• **SOURCE**
(begin)

I was going to put each garden fence 6" in the ground. How far are they going to dig?


----------



## Sunbee (Sep 30, 2008)

Really far. These are European rabbits: their wild habitat is underground warrens. Ever read Watership Down? The descriptions of the warrens are fairly accurate. Now if you put your fence 6' in the ground, you might be okay. 6" isn't deep enough for a burrow to kindle in, in a rabbit's opinion.


----------



## terri9630 (Mar 12, 2012)

We have a 6 foot block wall with a 4ft foundation. We had a doe tunnel under that, under a 20ft wide road and come up in the yard across the street. They go down where it stays cool which around here is deep.


----------



## mpillow (Jan 24, 2003)

My rabbits are sort of caged...with access to my "separating barn" for....mother goat and babies in Spring....buck in late summer/fall....they eat hay with the goats! The cages are attached to the outside of the "barn" and have their own metal roofing.

My free ranged chickens are under the rabbit cages cleanin' up every day....plus the bunny poop makes bugs/worms===free food! In Florida...I'd make sure my buns got a lot of shade....north side of a house or shade tree.

(end)

• **DATASET EXCERPTS**
(begin)

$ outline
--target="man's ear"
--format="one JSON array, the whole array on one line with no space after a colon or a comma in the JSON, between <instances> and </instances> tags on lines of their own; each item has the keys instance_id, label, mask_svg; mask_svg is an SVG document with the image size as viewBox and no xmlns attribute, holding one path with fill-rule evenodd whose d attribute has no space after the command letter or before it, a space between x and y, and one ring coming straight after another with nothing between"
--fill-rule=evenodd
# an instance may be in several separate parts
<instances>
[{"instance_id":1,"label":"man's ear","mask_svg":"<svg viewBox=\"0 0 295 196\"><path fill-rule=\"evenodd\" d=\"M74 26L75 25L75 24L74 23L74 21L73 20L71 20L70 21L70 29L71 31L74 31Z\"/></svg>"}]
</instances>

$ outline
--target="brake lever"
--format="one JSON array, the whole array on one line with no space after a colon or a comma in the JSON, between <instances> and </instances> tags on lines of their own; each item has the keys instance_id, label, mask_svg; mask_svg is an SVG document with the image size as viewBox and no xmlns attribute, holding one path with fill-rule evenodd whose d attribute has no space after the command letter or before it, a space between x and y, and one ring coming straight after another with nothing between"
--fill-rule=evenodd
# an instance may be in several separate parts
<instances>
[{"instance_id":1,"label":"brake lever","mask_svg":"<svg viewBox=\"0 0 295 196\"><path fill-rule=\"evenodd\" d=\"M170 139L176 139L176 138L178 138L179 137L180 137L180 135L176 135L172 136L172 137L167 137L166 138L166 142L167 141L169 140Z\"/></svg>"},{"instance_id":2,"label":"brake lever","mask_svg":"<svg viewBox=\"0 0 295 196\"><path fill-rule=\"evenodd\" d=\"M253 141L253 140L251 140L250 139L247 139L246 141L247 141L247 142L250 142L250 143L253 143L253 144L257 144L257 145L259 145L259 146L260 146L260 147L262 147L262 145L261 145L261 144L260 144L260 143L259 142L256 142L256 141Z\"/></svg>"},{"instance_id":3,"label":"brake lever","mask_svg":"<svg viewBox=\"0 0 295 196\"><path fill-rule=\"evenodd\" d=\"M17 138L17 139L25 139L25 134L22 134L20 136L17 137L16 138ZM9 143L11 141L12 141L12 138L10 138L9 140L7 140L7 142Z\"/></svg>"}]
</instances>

(end)

• **PROMPT 1**
In the forum thread on rabbits digging under fences:
(a) What does Sunbee give as the wild habitat of European rabbits?
(b) How deep is the foundation under terri9630's 6 foot block wall?
(c) What do mpillow's rabbits eat with the goats?
• **PROMPT 2**
Write the next post in the forum thread on rabbits digging under fences, picking up after its last line.

• **FINAL ANSWER 1**
(a) Underground warrens.
(b) 4 feet.
(c) Hay.

• **FINAL ANSWER 2**
Goats can be trained to chow down on the lawn if you "shepherd" them 2 hrs a day....but the do love fruit trees and brambles! I also mow the lawn (2 acres) in sections and feed bagged clippings to goats/beef critter.....comfrey for the rabbits!

Cattle panels are nice for critters....expensive and hard to work with w/o help...but "final". I have to avoid expensive stuff so I keep my eye on the "dump" for free fencing....Gotten field fencing to chain link for free!

Wish you lived closer....I have a "spare" milk stand.


----------



## Harry Chickpea (Dec 19, 2008)

LOL, saw the first pic and thought "Why so much room for two boats?" 
Then I saw the sinkhole...
Then I read about the deep diving rabbits...

Then I got to wondering if there was a little girl named "Alice" around.


----------



## manygoatsnmore (Feb 12, 2005)

*Harry*, you crack me up! Thanks for the giggle.


----------



## MOSSYNUT (Aug 8, 2014)

I've seen pictures of rabbits digging down 6 feet. So don't under estimate how far they can go. I didn't see any wetland in your picture which would help you out. My cousin has rabbits on the ground but they would need a snorkel to dig out. At his place you can find water at about 6".


----------



## Cyngbaeld (May 20, 2004)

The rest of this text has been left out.